(Extracted records)
⟨

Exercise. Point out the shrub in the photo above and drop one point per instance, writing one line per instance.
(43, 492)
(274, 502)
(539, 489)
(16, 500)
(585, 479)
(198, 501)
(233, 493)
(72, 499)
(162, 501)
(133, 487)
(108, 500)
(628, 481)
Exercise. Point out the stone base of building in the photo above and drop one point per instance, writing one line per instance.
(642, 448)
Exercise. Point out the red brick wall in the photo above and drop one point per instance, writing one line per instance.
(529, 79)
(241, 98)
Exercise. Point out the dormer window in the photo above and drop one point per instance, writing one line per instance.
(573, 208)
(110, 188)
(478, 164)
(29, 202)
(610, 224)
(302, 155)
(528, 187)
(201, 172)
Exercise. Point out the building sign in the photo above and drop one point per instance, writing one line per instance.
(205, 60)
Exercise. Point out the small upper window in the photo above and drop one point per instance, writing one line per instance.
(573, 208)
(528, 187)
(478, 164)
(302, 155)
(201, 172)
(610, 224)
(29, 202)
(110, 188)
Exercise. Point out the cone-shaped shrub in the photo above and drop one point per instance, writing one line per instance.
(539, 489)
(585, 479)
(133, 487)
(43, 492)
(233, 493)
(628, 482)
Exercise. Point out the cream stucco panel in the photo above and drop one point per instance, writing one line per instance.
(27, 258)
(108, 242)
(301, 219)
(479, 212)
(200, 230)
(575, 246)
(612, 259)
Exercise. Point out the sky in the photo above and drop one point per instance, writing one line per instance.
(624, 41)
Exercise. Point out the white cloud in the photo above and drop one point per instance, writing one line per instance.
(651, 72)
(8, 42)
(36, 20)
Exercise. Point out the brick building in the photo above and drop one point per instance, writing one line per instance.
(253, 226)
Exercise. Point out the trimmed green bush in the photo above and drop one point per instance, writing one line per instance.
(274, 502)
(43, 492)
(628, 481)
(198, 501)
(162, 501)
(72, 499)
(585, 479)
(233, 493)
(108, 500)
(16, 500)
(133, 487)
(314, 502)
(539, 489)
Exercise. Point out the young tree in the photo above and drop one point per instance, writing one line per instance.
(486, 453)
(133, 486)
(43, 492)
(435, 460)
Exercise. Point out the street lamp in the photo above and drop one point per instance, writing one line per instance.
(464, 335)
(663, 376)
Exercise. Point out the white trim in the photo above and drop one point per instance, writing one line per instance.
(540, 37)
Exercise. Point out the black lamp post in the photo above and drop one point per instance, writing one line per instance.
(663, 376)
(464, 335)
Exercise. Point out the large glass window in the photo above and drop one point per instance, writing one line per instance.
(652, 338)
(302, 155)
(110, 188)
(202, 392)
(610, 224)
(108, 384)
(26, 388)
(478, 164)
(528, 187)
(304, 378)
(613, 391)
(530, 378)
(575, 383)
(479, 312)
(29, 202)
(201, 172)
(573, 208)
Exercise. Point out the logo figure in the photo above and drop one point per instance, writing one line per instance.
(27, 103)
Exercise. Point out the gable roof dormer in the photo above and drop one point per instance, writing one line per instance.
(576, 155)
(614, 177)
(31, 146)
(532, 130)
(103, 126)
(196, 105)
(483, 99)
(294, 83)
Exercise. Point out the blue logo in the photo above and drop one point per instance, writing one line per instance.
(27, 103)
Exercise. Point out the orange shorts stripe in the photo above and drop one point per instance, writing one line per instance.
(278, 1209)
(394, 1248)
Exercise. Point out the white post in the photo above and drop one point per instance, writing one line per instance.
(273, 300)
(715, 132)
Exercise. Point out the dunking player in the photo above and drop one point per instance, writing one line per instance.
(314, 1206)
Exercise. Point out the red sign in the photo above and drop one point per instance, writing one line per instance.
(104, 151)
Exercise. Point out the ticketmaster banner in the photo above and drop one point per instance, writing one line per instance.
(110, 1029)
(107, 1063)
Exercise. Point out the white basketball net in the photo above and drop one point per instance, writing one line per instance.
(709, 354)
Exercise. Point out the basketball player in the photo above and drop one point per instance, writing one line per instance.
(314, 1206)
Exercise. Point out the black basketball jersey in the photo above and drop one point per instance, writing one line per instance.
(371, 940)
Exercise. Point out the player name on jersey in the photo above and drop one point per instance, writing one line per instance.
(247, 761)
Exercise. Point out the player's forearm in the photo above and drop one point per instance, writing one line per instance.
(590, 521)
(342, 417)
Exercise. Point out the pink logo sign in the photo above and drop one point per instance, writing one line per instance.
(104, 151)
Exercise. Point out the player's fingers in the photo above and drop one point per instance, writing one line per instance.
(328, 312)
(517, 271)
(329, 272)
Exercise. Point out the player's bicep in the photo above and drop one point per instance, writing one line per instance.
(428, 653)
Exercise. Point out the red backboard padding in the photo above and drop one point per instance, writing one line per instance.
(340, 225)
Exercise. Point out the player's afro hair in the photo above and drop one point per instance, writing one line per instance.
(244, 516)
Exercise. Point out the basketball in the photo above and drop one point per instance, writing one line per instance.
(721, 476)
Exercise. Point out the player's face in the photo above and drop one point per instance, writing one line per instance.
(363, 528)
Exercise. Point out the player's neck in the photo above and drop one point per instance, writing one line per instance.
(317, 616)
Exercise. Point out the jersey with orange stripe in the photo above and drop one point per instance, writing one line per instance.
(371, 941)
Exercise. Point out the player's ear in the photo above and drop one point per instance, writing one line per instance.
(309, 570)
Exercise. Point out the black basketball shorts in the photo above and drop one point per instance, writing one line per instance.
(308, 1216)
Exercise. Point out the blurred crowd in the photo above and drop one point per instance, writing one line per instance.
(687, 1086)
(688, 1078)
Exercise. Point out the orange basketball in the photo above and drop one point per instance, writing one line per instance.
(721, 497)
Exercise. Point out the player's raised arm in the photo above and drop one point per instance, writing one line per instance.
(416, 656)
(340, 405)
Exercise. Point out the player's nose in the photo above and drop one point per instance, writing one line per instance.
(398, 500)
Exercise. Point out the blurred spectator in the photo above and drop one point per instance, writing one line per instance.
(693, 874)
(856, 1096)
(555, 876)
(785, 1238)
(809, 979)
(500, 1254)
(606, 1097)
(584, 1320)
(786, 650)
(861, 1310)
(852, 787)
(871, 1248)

⟩

• Task statement:
Rewrite the items above with every "drop one point" switched to "place one point" and everything else left the same.

• Task answer:
Exercise. Point out the shrub in the photo above and place one point per instance, writing one line per instance.
(43, 492)
(274, 502)
(539, 489)
(16, 500)
(585, 479)
(198, 501)
(233, 493)
(72, 499)
(162, 501)
(133, 487)
(108, 500)
(628, 481)
Exercise. Point out the stone base of building in the photo above and place one point per instance, writing one line per instance.
(642, 448)
Exercise. Point out the red brick wall in the photo above and place one point per instance, writing one line per instance.
(529, 79)
(241, 98)
Exercise. Point out the dormer window in the photo above and place one point per instance, writing one line per instance.
(573, 208)
(110, 188)
(478, 164)
(29, 202)
(610, 224)
(302, 155)
(528, 187)
(201, 172)
Exercise. Point out the building sign in the photo above and place one point per instance, writing one line per instance.
(205, 60)
Exercise. Point out the small upper window in the photo above and place one point per instance, writing one line per instance.
(573, 208)
(528, 187)
(478, 164)
(302, 155)
(201, 172)
(610, 224)
(29, 202)
(110, 188)
Exercise. Point out the cone-shaped shrub in the photo above and place one point per instance, writing one line per instance.
(539, 489)
(585, 479)
(133, 487)
(43, 492)
(233, 493)
(628, 482)
Exercise. Point out the cream stucco panel in the photo above and place one point per instance, writing one line per instance.
(27, 258)
(108, 242)
(301, 219)
(479, 212)
(200, 230)
(575, 246)
(612, 259)
Exercise. Point out the sky in the photo above and place one point per instance, writing one line per instance.
(624, 41)
Exercise. Point out the white cloud in the photo above and place one point per instance, writing one line per instance.
(651, 72)
(8, 42)
(36, 20)
Exercise. Point out the brick building in the photo above and place one point per instance, writing one line per instance.
(253, 226)
Exercise. Point out the trimmed green bush in the photo above and place one point per instance, writing one line per instance.
(274, 502)
(43, 492)
(628, 481)
(198, 501)
(162, 501)
(72, 499)
(585, 479)
(233, 493)
(108, 500)
(16, 500)
(133, 487)
(314, 502)
(539, 489)
Exercise. Point out the young tree in the photo above and place one point per instance, writing one line per instance.
(486, 453)
(133, 486)
(43, 492)
(435, 460)
Exercise. Point out the street lamp in the photo above and place one point per instance, writing one line per instance.
(464, 335)
(663, 376)
Exercise. Point out the white trim in the photo above and place one point per instance, writing one line per instance.
(540, 37)
Exercise. Point out the black lamp post in the photo above and place one point per instance, writing one line per instance.
(663, 376)
(464, 335)
Exercise. Point out the large glass window in the photo above and place one point per instance, writing one line per instance.
(652, 338)
(302, 155)
(110, 188)
(202, 392)
(610, 224)
(108, 384)
(26, 388)
(478, 164)
(528, 187)
(304, 378)
(613, 391)
(530, 378)
(575, 383)
(479, 312)
(29, 202)
(201, 172)
(573, 208)
Exercise. Point out the logo figure in the photo above and place one point per instance, writing one line per instance.
(27, 103)
Exercise. Point out the gable roof dormer in the photo above and place one point per instance, writing one line per instance.
(576, 155)
(614, 177)
(31, 146)
(532, 130)
(103, 126)
(196, 105)
(483, 99)
(294, 83)
Exercise. Point out the blue logo in the photo above and place one point per instance, writing one line per instance.
(27, 103)
Exercise. Point out the orange shorts stripe in the photo above and place one point per instance, writing one line per instance.
(278, 1209)
(394, 1248)
Exercise. Point out the white post in the photo above and place one point per instance, writing one line per instance.
(273, 300)
(715, 132)
Exercise. Point out the dunking player in the photo above and place one point per instance, writing one line per instance.
(314, 1206)
Exercise. Point out the red sign in the photo above and place one point per instance, writing one line per instance.
(104, 151)
Exercise. Point out the ticketmaster banner in the photo above and place one point per instance, writing one line per instance.
(110, 1029)
(107, 1063)
Exercise. Point out the white basketball net in the photo above and place one point per instance, writing one line per instance.
(709, 354)
Exercise. Point out the basketball player in the photo above and place one point per instance, writing one line per instance.
(314, 1206)
Exercise. Point out the black basketball jersey in the photo above and place one point per instance, writing one line per instance.
(371, 940)
Exercise. Point out the player name on jersey in the photo above and place one point per instance, writing one line per instance.
(247, 761)
Exercise. Point out the player's forearm in the photo above and place one point per instance, writing one line per instance.
(590, 521)
(342, 417)
Exercise. Point out the pink logo sign in the photo above and place one point per instance, writing one line per instance.
(104, 151)
Exercise. Point out the player's fingers in the photo above and place one point per instance, writing one line per instance.
(328, 312)
(517, 271)
(329, 272)
Exercise. Point out the player's bicep in the photo above and place one point per instance, writing one line per instance.
(428, 653)
Exercise. Point out the red backboard padding in the photo above and place one point per instance, writing one line per instance.
(340, 225)
Exercise. Point out the player's afro hair in the photo above and place one point per instance, writing one line per instance.
(244, 516)
Exercise. Point out the basketball in the photo above and place one point per instance, writing one line per instance.
(721, 476)
Exercise. Point out the player's face in the photo above and place one point per instance, writing one line per instance.
(363, 528)
Exercise. Point out the player's neck in the photo above and place one point per instance, writing one line per instance.
(317, 616)
Exercise. Point out the jersey with orange stripe in the photo above and place one point per instance, writing one line per instance.
(371, 941)
Exercise. Point out the player's ear in the photo above and place one point per instance, writing one line per instance.
(309, 570)
Exercise. Point out the black basketball shorts in the photo above and place one point per instance, writing one line per instance.
(308, 1216)
Exercise. Point out the blurred crowd in the photo above and place one point per instance, writing one line per instance.
(687, 1086)
(688, 1078)
Exercise. Point out the orange basketball in the photo above and place one point per instance, writing one line per instance.
(721, 497)
Exercise. Point out the player's raised arm in the photo above and place one point per instance, writing one line per instance.
(416, 656)
(340, 405)
Exercise. Point out the player's nose in the photo above and place one point per instance, writing one line per instance.
(398, 500)
Exercise. Point out the blurred spectator in the photo above and place one point per instance, writing one line per instance.
(693, 874)
(856, 1096)
(555, 876)
(785, 1238)
(809, 979)
(500, 1254)
(606, 1097)
(584, 1320)
(786, 650)
(861, 1310)
(852, 787)
(871, 1248)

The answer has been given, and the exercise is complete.